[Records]
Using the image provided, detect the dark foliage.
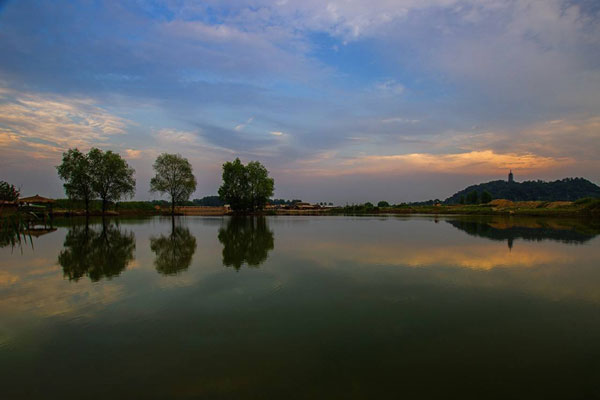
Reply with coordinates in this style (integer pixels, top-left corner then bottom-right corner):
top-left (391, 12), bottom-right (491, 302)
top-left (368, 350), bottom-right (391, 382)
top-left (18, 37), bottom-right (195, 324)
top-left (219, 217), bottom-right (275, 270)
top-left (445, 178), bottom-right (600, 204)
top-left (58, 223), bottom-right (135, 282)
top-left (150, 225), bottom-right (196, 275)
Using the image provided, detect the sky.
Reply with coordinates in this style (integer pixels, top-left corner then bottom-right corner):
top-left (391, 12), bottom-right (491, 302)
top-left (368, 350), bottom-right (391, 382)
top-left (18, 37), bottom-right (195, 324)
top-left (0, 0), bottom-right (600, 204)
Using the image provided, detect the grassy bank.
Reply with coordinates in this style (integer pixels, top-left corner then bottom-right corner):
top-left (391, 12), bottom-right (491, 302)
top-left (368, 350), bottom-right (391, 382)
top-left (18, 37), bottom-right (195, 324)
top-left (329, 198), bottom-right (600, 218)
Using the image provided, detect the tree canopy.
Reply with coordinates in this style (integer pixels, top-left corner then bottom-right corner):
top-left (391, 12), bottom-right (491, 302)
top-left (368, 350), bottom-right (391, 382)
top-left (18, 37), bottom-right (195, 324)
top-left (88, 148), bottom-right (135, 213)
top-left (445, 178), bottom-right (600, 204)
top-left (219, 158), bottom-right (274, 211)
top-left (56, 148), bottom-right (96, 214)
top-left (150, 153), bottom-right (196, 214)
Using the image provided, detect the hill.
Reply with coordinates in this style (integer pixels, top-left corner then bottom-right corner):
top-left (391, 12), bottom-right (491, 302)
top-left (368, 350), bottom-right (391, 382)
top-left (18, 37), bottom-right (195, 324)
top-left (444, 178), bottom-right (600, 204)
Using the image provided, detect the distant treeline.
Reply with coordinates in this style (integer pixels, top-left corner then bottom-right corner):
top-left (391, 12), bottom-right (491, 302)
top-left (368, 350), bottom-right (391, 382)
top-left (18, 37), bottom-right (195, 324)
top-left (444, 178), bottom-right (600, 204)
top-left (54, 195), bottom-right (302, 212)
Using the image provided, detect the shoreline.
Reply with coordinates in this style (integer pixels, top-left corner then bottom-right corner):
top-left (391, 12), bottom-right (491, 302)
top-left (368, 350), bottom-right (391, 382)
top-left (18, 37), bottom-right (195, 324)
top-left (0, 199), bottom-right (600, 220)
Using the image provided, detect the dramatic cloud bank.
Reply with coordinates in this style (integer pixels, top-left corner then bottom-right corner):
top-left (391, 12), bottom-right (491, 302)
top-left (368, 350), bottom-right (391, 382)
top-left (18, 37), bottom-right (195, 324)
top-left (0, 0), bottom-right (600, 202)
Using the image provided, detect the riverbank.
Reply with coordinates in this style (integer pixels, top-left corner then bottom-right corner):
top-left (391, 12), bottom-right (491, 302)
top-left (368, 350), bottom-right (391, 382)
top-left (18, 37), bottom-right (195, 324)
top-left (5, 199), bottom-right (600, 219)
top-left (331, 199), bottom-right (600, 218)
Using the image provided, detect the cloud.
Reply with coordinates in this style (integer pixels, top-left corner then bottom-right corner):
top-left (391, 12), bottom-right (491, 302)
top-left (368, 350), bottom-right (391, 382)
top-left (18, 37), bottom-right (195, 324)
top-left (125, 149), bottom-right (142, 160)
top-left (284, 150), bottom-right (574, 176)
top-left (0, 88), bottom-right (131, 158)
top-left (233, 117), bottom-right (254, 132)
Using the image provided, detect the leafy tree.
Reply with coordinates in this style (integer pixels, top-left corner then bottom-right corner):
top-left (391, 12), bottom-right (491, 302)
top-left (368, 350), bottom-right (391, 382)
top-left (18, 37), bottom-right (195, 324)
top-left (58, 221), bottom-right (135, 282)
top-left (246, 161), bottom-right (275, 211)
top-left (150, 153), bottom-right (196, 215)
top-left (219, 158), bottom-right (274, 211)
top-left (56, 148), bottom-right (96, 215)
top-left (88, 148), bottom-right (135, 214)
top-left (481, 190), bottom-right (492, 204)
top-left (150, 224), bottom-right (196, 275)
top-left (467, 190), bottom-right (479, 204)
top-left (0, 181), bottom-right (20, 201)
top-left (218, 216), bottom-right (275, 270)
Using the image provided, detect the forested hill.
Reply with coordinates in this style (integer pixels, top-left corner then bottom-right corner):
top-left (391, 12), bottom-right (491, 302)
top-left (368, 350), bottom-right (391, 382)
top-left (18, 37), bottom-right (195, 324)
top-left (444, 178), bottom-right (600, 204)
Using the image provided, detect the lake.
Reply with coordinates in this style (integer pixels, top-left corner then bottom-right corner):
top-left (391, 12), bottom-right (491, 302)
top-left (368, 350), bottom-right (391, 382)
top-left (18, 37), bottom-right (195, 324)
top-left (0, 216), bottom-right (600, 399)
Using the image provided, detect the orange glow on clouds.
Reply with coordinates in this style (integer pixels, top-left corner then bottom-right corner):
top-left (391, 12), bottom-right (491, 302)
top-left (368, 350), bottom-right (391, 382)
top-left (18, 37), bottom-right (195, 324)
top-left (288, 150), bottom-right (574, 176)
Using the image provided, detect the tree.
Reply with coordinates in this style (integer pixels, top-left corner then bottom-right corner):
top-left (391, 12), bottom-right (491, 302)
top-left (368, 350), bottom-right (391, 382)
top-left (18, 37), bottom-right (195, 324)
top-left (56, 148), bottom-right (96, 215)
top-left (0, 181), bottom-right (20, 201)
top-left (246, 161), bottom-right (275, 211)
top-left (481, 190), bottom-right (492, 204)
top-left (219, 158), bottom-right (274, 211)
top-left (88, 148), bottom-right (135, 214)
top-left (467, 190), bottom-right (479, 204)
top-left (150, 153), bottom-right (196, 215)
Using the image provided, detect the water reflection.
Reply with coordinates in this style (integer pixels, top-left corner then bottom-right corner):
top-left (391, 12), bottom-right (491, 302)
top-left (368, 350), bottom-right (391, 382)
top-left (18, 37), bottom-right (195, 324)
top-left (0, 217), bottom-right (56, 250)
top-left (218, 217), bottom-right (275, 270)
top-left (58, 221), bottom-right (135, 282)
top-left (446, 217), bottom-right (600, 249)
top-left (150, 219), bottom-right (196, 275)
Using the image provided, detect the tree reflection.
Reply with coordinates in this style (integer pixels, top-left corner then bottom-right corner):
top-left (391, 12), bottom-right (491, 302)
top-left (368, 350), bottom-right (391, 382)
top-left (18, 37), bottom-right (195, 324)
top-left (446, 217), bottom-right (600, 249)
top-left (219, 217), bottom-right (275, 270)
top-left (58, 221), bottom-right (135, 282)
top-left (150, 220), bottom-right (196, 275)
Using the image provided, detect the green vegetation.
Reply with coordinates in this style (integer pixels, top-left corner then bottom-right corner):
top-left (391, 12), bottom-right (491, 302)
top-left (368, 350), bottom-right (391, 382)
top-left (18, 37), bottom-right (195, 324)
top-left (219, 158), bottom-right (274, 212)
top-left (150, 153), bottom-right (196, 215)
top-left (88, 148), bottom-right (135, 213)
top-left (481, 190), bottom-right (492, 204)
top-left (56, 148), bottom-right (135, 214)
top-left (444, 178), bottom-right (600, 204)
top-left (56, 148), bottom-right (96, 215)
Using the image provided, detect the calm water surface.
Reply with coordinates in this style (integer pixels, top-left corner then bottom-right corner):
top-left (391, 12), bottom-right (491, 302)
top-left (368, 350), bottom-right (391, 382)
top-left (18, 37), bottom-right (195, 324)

==

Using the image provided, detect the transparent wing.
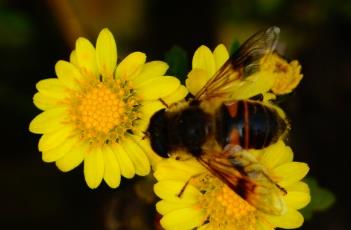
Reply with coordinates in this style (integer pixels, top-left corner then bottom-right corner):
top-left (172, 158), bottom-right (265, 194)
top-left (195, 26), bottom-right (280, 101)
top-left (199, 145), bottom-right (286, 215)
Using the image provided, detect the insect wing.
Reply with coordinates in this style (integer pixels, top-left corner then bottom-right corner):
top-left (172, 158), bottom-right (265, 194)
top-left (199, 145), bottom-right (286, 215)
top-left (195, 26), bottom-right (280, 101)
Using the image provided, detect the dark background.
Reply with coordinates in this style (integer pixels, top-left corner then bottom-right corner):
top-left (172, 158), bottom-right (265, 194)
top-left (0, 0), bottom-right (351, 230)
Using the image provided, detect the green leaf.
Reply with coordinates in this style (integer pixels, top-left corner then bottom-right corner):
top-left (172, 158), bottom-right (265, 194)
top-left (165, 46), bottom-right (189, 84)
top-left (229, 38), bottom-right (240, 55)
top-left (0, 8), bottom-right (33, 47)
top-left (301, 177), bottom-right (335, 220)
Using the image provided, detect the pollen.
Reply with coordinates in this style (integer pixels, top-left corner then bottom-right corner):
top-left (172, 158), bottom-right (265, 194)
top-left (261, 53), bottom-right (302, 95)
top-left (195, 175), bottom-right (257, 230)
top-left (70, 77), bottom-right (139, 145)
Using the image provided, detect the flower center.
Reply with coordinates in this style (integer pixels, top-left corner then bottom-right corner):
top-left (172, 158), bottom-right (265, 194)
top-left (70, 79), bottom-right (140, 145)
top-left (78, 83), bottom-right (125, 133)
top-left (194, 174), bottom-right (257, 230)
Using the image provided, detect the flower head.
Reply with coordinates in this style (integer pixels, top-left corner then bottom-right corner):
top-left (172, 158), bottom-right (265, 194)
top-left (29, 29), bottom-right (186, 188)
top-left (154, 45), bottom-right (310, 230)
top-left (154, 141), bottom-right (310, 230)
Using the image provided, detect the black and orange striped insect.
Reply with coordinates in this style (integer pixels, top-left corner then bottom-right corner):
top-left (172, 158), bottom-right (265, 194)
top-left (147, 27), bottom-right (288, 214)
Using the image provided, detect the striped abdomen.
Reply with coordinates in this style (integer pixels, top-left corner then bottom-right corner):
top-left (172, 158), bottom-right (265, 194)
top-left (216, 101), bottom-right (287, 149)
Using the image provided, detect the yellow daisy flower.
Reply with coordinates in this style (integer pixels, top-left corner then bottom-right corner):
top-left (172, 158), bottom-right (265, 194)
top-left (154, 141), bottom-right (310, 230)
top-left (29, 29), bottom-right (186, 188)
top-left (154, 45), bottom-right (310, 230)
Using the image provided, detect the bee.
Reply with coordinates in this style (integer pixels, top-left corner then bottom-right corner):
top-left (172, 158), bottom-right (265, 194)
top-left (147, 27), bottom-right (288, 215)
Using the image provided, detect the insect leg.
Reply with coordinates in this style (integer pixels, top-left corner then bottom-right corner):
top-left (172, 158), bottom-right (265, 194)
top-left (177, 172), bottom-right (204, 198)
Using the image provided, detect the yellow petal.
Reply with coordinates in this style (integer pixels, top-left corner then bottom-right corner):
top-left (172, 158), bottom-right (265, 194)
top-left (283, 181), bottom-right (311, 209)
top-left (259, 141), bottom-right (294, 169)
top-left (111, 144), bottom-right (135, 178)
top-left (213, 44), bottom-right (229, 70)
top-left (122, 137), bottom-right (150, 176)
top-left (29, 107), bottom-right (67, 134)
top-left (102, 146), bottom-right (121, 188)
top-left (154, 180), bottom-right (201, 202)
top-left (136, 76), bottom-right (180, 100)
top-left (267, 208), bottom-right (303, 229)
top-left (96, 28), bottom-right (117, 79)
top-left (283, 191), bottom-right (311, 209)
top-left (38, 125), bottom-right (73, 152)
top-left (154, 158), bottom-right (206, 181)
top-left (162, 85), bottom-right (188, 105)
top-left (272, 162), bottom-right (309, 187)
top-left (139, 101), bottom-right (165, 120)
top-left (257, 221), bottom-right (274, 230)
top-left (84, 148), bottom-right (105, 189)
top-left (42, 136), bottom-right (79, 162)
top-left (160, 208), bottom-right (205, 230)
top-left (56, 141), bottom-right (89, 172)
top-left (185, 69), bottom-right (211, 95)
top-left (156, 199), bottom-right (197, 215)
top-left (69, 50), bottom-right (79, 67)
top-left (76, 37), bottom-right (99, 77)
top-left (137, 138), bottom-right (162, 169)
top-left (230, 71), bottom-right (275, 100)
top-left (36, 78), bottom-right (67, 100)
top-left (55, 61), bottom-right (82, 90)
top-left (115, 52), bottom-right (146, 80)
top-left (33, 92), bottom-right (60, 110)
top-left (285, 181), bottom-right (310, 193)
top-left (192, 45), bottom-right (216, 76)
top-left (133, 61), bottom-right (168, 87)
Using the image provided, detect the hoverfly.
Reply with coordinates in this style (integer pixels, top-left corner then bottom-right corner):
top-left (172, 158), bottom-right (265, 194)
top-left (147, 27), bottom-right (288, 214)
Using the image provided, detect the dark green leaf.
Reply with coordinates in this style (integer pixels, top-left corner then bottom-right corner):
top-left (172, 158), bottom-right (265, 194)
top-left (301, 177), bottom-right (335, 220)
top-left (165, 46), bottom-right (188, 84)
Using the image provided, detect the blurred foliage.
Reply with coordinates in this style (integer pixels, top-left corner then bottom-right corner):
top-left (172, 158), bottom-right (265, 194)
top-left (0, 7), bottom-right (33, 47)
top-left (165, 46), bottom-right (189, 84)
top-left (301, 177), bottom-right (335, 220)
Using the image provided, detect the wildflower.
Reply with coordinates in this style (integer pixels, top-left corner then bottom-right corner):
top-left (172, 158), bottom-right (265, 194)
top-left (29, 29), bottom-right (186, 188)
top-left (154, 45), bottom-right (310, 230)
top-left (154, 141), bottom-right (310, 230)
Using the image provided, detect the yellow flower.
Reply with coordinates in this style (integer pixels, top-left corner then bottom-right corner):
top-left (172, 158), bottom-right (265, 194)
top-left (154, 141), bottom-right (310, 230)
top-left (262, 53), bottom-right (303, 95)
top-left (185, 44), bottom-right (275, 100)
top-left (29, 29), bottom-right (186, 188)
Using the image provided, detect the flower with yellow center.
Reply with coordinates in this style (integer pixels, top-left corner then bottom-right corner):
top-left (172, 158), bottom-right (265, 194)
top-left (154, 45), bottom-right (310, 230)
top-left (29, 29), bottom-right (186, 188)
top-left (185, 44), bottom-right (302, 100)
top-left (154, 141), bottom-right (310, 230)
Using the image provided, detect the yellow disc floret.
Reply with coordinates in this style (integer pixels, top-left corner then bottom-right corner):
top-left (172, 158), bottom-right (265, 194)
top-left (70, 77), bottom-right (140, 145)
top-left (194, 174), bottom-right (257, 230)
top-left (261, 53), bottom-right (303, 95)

* * *

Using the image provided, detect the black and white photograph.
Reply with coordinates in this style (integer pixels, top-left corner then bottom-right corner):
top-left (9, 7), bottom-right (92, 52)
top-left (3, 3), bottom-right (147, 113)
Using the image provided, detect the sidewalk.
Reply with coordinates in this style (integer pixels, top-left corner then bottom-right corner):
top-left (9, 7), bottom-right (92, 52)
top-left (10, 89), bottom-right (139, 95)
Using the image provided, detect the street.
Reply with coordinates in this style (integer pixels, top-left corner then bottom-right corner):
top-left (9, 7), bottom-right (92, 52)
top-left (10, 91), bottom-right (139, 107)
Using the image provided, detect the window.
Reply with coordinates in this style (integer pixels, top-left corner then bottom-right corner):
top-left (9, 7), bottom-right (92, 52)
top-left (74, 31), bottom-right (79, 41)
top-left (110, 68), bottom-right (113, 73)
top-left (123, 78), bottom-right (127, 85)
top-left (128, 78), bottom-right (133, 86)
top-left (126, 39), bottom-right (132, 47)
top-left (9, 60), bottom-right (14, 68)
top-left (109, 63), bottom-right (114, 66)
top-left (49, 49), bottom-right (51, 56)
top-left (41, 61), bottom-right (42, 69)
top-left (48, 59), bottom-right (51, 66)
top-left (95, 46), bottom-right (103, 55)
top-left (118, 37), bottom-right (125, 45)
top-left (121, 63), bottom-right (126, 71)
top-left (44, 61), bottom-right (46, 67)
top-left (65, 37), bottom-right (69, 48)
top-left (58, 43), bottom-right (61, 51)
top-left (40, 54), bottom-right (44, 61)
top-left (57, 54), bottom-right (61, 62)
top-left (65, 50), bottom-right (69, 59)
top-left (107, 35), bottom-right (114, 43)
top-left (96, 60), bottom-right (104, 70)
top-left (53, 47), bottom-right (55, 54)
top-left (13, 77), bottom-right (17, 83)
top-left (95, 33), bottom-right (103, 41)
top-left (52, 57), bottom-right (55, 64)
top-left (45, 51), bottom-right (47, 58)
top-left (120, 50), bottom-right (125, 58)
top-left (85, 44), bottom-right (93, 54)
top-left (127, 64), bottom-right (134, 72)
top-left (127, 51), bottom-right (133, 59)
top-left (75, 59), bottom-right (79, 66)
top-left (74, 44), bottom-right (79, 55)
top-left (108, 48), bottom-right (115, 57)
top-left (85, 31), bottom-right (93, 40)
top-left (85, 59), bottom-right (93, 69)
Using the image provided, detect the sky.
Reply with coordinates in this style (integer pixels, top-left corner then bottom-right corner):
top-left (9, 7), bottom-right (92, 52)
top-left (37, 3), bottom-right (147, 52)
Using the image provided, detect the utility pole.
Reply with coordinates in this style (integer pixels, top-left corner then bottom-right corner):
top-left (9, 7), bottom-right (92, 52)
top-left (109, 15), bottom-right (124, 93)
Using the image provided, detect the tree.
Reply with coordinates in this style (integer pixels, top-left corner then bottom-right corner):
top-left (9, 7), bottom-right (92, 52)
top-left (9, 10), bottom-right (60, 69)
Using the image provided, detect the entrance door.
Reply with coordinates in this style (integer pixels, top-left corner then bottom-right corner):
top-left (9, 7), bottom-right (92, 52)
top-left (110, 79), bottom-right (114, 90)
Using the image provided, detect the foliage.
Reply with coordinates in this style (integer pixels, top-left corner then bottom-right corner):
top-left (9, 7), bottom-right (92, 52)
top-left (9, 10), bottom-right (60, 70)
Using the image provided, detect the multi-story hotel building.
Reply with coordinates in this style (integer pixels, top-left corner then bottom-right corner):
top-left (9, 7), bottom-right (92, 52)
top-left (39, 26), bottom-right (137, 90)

**Direction:** Return, word for word, the rows starting at the line that contains "Using the image provided, detect the dark foliage." and ending after the line that contains "top-left (150, 225), bottom-right (196, 275)". Omit the pictures.

**The answer:**
Using the image provided, detect the dark foliage.
Reply with coordinates in this style (integer pixels, top-left corner then bottom-right corner):
top-left (391, 12), bottom-right (491, 302)
top-left (368, 350), bottom-right (391, 382)
top-left (18, 37), bottom-right (195, 324)
top-left (219, 217), bottom-right (275, 270)
top-left (445, 178), bottom-right (600, 204)
top-left (58, 223), bottom-right (135, 282)
top-left (150, 225), bottom-right (196, 275)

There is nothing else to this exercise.